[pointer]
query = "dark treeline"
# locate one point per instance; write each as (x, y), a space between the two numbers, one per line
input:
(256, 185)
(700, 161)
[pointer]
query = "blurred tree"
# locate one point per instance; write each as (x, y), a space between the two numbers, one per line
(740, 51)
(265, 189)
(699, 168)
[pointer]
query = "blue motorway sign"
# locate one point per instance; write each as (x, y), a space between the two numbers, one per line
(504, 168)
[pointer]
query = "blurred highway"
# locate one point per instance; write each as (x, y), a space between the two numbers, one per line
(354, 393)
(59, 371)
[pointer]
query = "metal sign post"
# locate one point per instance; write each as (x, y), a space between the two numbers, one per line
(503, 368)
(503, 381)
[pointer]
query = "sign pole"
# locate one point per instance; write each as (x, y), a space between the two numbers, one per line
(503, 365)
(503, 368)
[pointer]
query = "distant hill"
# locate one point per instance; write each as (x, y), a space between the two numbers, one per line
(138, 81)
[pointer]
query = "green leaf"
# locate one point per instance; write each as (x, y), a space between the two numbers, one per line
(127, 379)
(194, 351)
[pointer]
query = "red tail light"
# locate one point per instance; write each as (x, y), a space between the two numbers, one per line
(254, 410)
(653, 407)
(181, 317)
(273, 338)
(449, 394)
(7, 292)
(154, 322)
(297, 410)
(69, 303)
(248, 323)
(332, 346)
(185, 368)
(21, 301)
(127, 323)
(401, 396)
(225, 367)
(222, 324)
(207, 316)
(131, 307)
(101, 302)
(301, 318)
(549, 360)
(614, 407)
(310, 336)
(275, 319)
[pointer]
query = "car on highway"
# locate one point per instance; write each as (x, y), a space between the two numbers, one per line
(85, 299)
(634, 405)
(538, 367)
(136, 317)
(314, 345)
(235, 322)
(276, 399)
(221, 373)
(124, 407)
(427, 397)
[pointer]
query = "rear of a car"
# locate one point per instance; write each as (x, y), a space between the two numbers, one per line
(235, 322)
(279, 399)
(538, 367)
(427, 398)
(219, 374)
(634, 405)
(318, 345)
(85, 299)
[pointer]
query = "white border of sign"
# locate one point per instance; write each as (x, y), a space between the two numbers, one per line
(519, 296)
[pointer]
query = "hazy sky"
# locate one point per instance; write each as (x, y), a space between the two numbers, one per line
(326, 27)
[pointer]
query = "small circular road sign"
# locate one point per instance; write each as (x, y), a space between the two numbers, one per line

PROBLEM:
All entries must be repeated exactly.

WORKED SOLUTION:
[pointer]
query = "dark treeline"
# locate one point per instance; write each as (x, y), a space between the two numbers, one per line
input:
(256, 185)
(700, 161)
[pointer]
query = "blurred tree"
# locate one point per instance; write each as (x, y), a space between the two numbers, one per line
(740, 51)
(265, 189)
(699, 168)
[pointer]
query = "blue motorway sign"
# locate one point per instance; write each as (x, y), a space between the two numbers, one per line
(504, 168)
[pointer]
query = "blurred highway"
# locate one point per instance; write each as (x, y), a space between the two numbers, one per line
(354, 393)
(59, 371)
[pointer]
query = "metal sign post"
# locate one point per instance; write each as (x, y), a space between the two numbers, one per line
(503, 368)
(503, 381)
[pointer]
query = "sign pole"
# locate one point per instance; write each as (x, y), a space between the two numbers, one per line
(503, 365)
(503, 368)
[pointer]
query = "distant hill"
# locate one point per instance; write each as (x, y), a space between the two numbers, one per line
(138, 81)
[pointer]
query = "green leaf"
# locate one point per instance; write each as (x, y), a space between the two numbers, one per line
(127, 379)
(194, 351)
[pointer]
query = "red tail light"
# locate one point per instance; write each as (x, y), a space between the two numbers, one per line
(254, 410)
(653, 407)
(181, 317)
(273, 338)
(449, 394)
(7, 292)
(154, 322)
(297, 410)
(69, 303)
(248, 323)
(332, 346)
(185, 368)
(21, 301)
(127, 323)
(401, 396)
(225, 367)
(222, 324)
(207, 316)
(131, 307)
(101, 302)
(301, 318)
(549, 360)
(614, 407)
(310, 336)
(275, 319)
[pointer]
query = "car on highway"
# locate one point per instance; write each as (x, y), a space between the two numbers, one per line
(85, 299)
(634, 405)
(538, 367)
(136, 317)
(314, 345)
(235, 322)
(276, 399)
(221, 373)
(124, 407)
(427, 397)
[pointer]
query = "rear of a car"
# locate one point per instance; write each as (x, y), a space between the two numbers, one per line
(235, 322)
(279, 399)
(538, 367)
(427, 398)
(219, 374)
(634, 405)
(318, 345)
(85, 299)
[pointer]
query = "white border of sign"
# locate one point per instance; write each as (x, y), a space between the two numbers, one per line
(519, 296)
[pointer]
query = "hazy sky"
# locate one point per instance; write each as (x, y), a space between the two numbers, one per line
(326, 27)
[pointer]
query = "small circular road sign"
# locate one point per instance; write each as (x, y), a space between the two numbers, one per line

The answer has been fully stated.